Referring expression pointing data
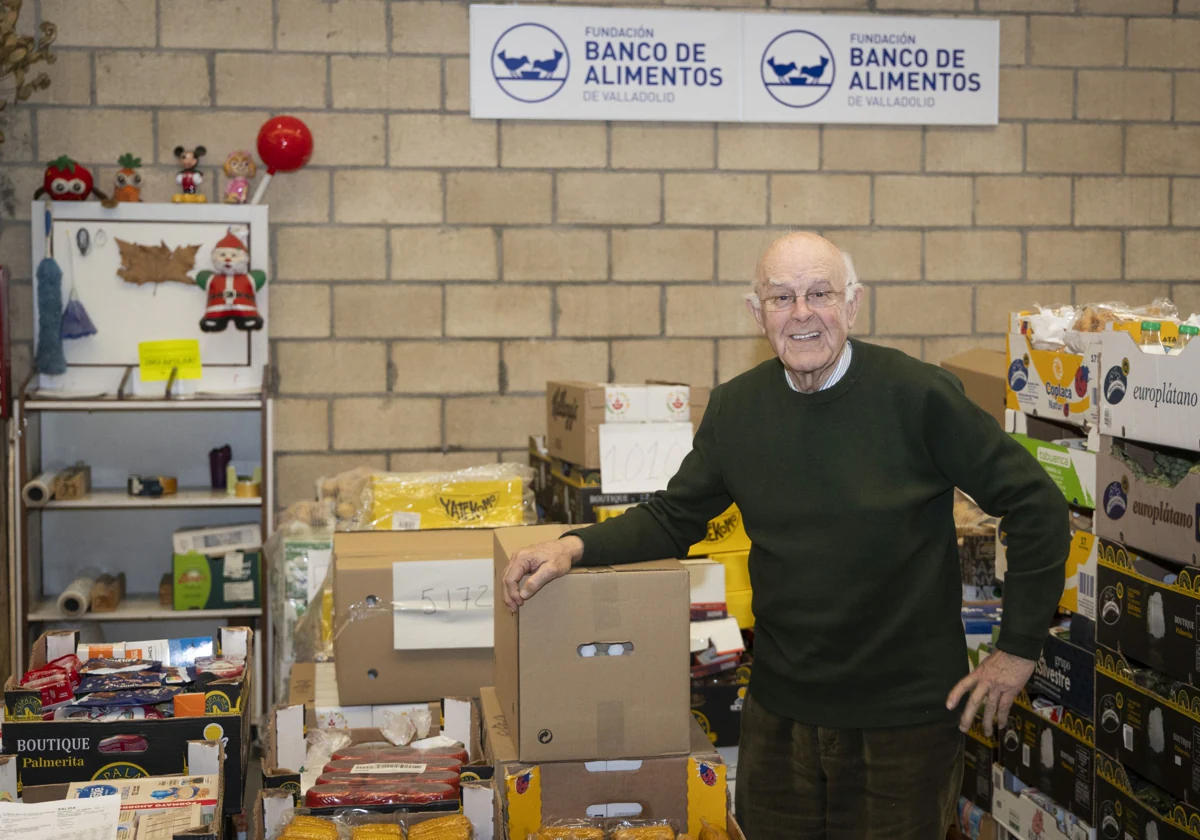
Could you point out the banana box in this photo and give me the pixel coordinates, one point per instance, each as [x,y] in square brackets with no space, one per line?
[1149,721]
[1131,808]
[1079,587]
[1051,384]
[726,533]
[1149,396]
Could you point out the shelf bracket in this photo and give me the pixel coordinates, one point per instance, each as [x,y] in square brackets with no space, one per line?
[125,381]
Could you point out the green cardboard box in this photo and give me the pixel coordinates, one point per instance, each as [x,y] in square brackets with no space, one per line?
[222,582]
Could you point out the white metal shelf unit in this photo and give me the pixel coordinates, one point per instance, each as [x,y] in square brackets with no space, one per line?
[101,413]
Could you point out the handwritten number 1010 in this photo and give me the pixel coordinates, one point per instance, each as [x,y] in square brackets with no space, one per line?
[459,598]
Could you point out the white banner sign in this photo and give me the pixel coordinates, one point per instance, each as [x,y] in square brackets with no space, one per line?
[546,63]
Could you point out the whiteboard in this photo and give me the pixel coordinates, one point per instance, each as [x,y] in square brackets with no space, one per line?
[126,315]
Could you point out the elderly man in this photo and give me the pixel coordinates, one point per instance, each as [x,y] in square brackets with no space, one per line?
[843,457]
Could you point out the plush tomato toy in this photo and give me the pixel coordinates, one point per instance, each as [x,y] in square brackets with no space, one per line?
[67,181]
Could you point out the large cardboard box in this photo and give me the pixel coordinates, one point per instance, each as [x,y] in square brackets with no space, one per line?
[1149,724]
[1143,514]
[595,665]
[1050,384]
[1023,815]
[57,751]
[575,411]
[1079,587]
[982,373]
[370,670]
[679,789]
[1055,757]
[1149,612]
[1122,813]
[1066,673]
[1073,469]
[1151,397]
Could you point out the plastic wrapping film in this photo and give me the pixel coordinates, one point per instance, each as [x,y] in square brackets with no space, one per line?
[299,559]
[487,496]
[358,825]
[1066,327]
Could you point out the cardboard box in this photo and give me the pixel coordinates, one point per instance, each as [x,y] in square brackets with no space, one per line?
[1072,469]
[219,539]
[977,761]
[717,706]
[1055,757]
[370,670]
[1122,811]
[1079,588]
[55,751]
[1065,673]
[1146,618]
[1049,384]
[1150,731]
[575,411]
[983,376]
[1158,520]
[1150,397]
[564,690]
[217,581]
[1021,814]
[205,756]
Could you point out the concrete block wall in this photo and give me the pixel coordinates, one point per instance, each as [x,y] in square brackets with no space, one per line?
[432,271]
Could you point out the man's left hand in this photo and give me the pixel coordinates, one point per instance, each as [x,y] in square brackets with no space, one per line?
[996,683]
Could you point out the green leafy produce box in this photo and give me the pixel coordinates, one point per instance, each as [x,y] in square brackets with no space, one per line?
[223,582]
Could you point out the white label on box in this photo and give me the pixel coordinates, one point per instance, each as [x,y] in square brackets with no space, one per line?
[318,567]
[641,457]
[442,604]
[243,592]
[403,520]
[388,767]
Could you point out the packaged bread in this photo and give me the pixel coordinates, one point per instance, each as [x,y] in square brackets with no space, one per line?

_The problem_
Write the records out again in full, exactly, and skip every picture.

_Answer space_
Could you point out the banana box in this photo and give me the pixel coordinates, one point per instance, each as [x,y] in square brackets with no space, one per line?
[1149,721]
[1131,808]
[1079,587]
[1051,384]
[726,533]
[1149,396]
Could you point out the shelf bracket in this photo and give me the pixel coordinates, one point per instance, each as [x,y] in square brackets with no space, one per line?
[125,381]
Could you point out the green cardboard box in this photo and give me the pixel coordinates, one point per instance, each as [x,y] in square brackets with no space, one per line?
[222,582]
Could you point out the white metal shelf unit in this photo and give me the pixel coordinates, one point per instance, each as [x,y] in square brackets with no space, one per line?
[101,413]
Could you point out the handwritten number 1010 in this photo and give me the pixel coordinates, one point per instance, each as [x,y] in square brackets with no space, one per line?
[459,598]
Could you point out the white banner sign in this photo and give me the pixel coordinates, one point per instance, each as [x,y] in square brackets with no space, one per line?
[546,63]
Could you point out the whiteboard in this photo and give me the pixel coordinates, one point per instance, each as [x,y] in square brackets with no space, one per line?
[126,315]
Could you point out the elderly man in this photo and give me the pixel coordinates, one point per instance, each as [x,y] in square brackets with no space, one per line?
[843,457]
Could you point out the plush tomato toy in this photo and give me the pixel coordinates, one point per instance, each as [x,y] in square brackets with no space, one per line?
[67,181]
Could you point out the large cardboard box in this photo and give me the pixel coordinates, one point per instance, each as [x,y] in square brackets with no space, one per line?
[1149,724]
[1143,514]
[595,665]
[1050,384]
[1023,815]
[57,751]
[575,411]
[1079,587]
[982,373]
[370,670]
[679,789]
[1055,757]
[1149,612]
[1122,813]
[1066,673]
[1073,469]
[1151,397]
Could you point out the plastic wrapping film in this photo and give me the pixel coordinates, one point per instance, each as [x,y] in square brackets with no space, one per line?
[299,559]
[487,496]
[358,825]
[1066,327]
Could you point out the cardboard box in this photo and give me the pixel coordinates, one point per instance, each as [x,y] in square brackets with no space, one per line?
[1072,469]
[219,539]
[977,761]
[717,706]
[1055,757]
[370,670]
[1122,811]
[1079,588]
[55,751]
[1065,673]
[1146,618]
[1049,384]
[1150,731]
[575,411]
[983,376]
[1158,520]
[1150,397]
[564,690]
[217,581]
[1021,814]
[205,756]
Could you point out the concrete block wall in this photo and give me the pixel coordinates, one point per instance, each as [x,y] in square brackets with no space, one per line?
[432,271]
Could you point out the man's left hand in this photo and give me the pixel coordinates, one point per instance, each as [x,y] in square brackets with no space, one per line?
[996,683]
Could you point out the green leafy produce box in this photo and give me the pixel coordinates, one point per instance, each as [x,y] in square brackets with no space, one per line?
[223,582]
Could you point out the white label on box in this photo and give me the pixel coordinates, one point per instance, each as [x,y] in square brackets with no space, one per line?
[318,567]
[641,457]
[442,604]
[243,592]
[403,520]
[388,767]
Could you point out the packaged bread in this photo and give me the pixel coordinates, one point per instance, each as [x,y] in square brackets with no space, one per line?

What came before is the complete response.